Work request
Once the pictures are set aside, print the records that follow exactly as written.

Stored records
▼

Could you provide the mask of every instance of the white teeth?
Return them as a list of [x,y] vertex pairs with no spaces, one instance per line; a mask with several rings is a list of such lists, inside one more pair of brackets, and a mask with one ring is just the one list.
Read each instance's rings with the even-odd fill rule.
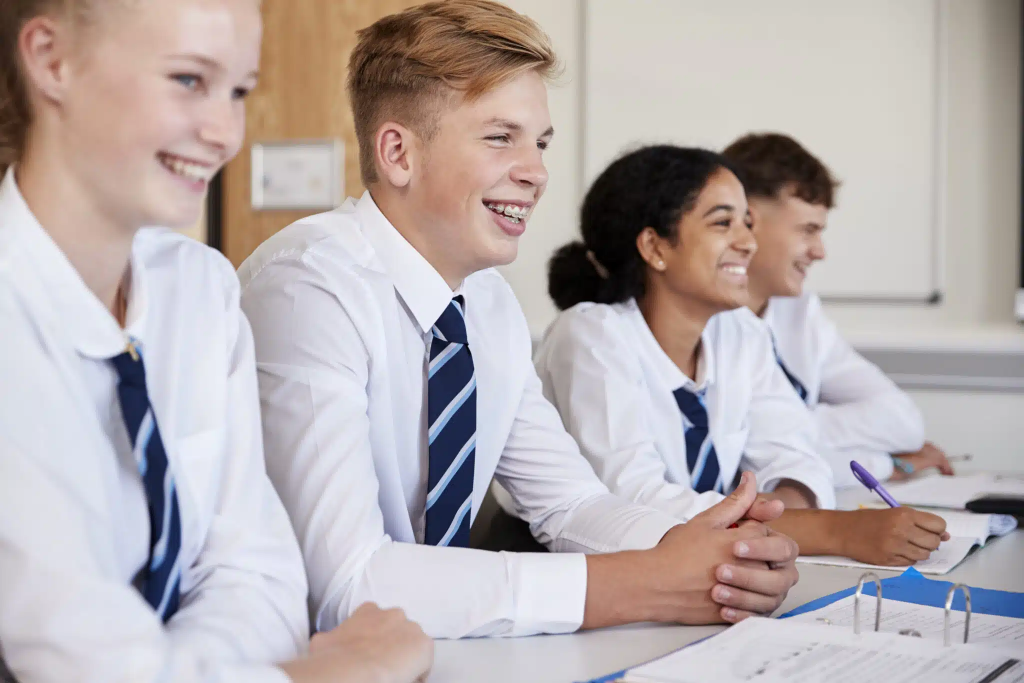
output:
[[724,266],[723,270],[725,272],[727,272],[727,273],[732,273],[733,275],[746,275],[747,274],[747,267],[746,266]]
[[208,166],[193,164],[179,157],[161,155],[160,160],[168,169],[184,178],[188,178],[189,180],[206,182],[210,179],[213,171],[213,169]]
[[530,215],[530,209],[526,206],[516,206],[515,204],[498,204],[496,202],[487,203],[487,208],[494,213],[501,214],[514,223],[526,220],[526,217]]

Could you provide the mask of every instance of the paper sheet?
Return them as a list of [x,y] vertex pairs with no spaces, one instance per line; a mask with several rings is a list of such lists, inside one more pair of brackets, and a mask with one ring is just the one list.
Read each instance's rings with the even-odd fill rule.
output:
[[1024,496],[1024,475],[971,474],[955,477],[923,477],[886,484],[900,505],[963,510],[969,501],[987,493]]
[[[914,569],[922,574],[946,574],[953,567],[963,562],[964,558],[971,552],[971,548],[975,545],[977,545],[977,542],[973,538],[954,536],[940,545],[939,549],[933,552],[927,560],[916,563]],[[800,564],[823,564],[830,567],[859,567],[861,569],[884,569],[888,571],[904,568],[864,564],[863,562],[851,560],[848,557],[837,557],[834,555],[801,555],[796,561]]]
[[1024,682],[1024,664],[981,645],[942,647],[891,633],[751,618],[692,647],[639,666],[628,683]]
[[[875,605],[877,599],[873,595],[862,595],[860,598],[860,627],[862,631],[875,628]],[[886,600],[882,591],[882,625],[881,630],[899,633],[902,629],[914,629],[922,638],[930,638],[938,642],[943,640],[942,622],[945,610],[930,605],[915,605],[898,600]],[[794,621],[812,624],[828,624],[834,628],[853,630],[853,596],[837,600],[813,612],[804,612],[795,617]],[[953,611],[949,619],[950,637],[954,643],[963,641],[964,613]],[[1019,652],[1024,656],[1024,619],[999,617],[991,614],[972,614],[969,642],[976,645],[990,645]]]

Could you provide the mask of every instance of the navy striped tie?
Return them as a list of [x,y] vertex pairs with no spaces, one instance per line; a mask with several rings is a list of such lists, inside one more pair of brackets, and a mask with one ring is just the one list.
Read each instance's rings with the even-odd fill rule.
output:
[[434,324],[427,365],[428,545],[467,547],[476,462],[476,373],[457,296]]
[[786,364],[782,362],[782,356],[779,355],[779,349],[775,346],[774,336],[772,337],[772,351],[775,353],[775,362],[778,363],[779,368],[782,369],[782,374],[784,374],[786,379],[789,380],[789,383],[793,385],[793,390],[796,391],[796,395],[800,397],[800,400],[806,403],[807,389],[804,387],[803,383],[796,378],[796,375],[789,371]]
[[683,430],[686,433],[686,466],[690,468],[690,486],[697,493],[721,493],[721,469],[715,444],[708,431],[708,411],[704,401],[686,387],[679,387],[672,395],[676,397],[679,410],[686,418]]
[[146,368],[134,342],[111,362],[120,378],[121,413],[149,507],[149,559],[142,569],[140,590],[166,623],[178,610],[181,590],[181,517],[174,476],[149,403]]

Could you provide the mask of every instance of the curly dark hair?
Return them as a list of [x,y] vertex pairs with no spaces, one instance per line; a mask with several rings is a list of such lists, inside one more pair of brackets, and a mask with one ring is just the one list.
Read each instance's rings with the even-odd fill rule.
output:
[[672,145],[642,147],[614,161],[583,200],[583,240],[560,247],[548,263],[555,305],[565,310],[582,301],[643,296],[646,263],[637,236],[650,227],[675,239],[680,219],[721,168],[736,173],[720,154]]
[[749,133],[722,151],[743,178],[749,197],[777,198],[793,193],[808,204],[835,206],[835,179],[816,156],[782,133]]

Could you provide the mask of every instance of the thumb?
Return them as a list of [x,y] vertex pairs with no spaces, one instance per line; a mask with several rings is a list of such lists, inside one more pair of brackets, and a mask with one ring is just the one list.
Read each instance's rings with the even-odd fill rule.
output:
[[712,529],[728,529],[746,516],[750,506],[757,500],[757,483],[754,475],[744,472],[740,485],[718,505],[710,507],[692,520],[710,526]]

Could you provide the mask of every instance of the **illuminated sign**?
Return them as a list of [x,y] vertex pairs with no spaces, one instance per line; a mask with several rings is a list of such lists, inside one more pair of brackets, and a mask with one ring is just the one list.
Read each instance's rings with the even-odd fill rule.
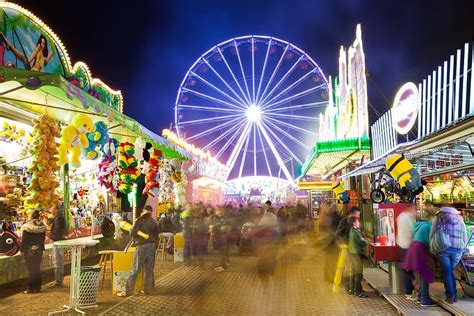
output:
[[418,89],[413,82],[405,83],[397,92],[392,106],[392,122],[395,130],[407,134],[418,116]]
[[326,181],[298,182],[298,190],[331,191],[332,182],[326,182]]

▲

Written response
Could you provide the mask of every instance of the white teeth?
Return them as a list of [x,y] vertex pairs with no spaces, one instance per line; a mask with several rings is a list of such lists, inside one more pair of brackets, and a mask with one ring is just the one list.
Read each instance's rings with the even-odd fill rule.
output:
[[724,266],[723,270],[725,272],[727,272],[727,273],[732,273],[733,275],[746,275],[747,274],[747,267],[746,266]]
[[208,166],[193,164],[179,157],[161,155],[160,160],[168,169],[184,178],[188,178],[189,180],[206,182],[210,179],[213,171],[213,169]]
[[530,215],[530,209],[526,206],[516,206],[515,204],[498,204],[496,202],[487,203],[487,208],[494,213],[501,214],[514,223],[526,220],[526,217]]

Could you provide the mask of every instance of the paper sheet?
Return them as a list of [x,y] vertex pairs with no spaces, one instance per line; a mask with several rings is a list of such lists, inside one more pair of brackets, and a mask with one ring is just the one list.
Read each instance's rings with the even-odd fill rule.
output:
[[1024,496],[1024,475],[971,474],[955,477],[923,477],[886,484],[900,505],[963,510],[969,501],[987,493]]
[[[914,569],[922,574],[946,574],[953,567],[963,562],[964,558],[971,552],[971,548],[975,545],[977,545],[977,542],[973,538],[954,536],[940,545],[939,549],[933,552],[927,560],[916,563]],[[800,564],[823,564],[830,567],[859,567],[861,569],[884,569],[888,571],[904,568],[864,564],[863,562],[851,560],[848,557],[837,557],[834,555],[801,555],[796,561]]]
[[1024,682],[1024,664],[981,645],[942,647],[891,633],[751,618],[692,647],[639,666],[628,683]]
[[[875,605],[877,599],[873,595],[862,595],[860,598],[860,627],[862,631],[875,628]],[[886,600],[882,591],[882,625],[881,630],[899,633],[902,629],[914,629],[922,638],[930,638],[938,642],[943,640],[942,622],[945,610],[930,605],[915,605],[898,600]],[[794,621],[812,624],[828,624],[834,628],[853,630],[853,596],[837,600],[813,612],[804,612],[795,617]],[[953,611],[949,619],[950,637],[954,643],[963,641],[964,613]],[[1019,652],[1024,656],[1024,619],[999,617],[991,614],[972,614],[969,642],[976,645],[990,645]]]

Could you provide the mask of every instance of the navy striped tie?
Return them as a list of [x,y] vertex pairs with no spaces, one instance per line; a mask with several rings is a list of such lists, inside one more pair of brackets, and a mask with one ring is just the one list.
Read each instance's rings with the even-odd fill rule.
output:
[[434,324],[427,365],[428,545],[467,547],[476,462],[476,373],[457,296]]
[[786,364],[782,362],[782,356],[779,355],[779,349],[775,346],[774,336],[772,337],[772,351],[775,353],[775,362],[778,363],[779,368],[782,369],[782,374],[784,374],[786,379],[789,380],[789,383],[793,385],[793,390],[796,391],[796,395],[800,397],[800,400],[806,403],[807,389],[804,387],[803,383],[796,378],[796,375],[789,371]]
[[683,430],[686,433],[686,466],[690,468],[690,486],[697,493],[721,493],[721,469],[715,444],[708,431],[708,411],[704,401],[686,387],[679,387],[672,395],[676,397],[679,410],[686,418]]
[[146,368],[134,342],[111,362],[120,378],[121,413],[149,507],[149,559],[142,569],[140,590],[166,623],[178,610],[181,590],[181,517],[174,476],[149,403]]

Could you provide the mask of every instance of the curly dark hair?
Return them as a list of [x,y] vertex pairs with no spaces, one instance per line; a mask with several rings is a list of such lists, inside one more pair of brackets, and a mask with one ring is just the one list.
Read each instance's rings with the even-odd fill rule.
output:
[[672,145],[642,147],[614,161],[583,200],[583,240],[560,247],[548,263],[555,305],[565,310],[582,301],[643,296],[646,263],[637,236],[650,227],[675,239],[680,219],[721,168],[736,173],[720,154]]
[[749,133],[722,151],[743,178],[749,197],[777,198],[793,193],[808,204],[835,206],[835,179],[816,156],[782,133]]

Could you provide the mask of every instance of the thumb?
Return them as a list of [x,y] vertex pairs with no spaces, one instance per line; a mask with several rings is a list of such lists, inside one more pair of brackets, and a mask with one ring is just the one list.
Read each instance's rings with the even-odd fill rule.
output:
[[712,529],[728,529],[746,516],[750,506],[757,500],[757,483],[754,475],[744,472],[740,485],[718,505],[710,507],[692,520],[710,526]]

Could you provide the mask of every instance of the **illuminated sign**?
Return them as a list of [x,y] vertex pairs with no spaces, one instance per line; a mask with several rings is a list of such lists, inside one more pair of brackets, and a mask with one ring is just the one list.
Read each instance's rings with the even-odd fill rule.
output:
[[418,89],[413,82],[405,83],[397,92],[392,106],[392,122],[395,130],[407,134],[418,116]]
[[326,181],[298,182],[298,190],[331,191],[332,182],[326,182]]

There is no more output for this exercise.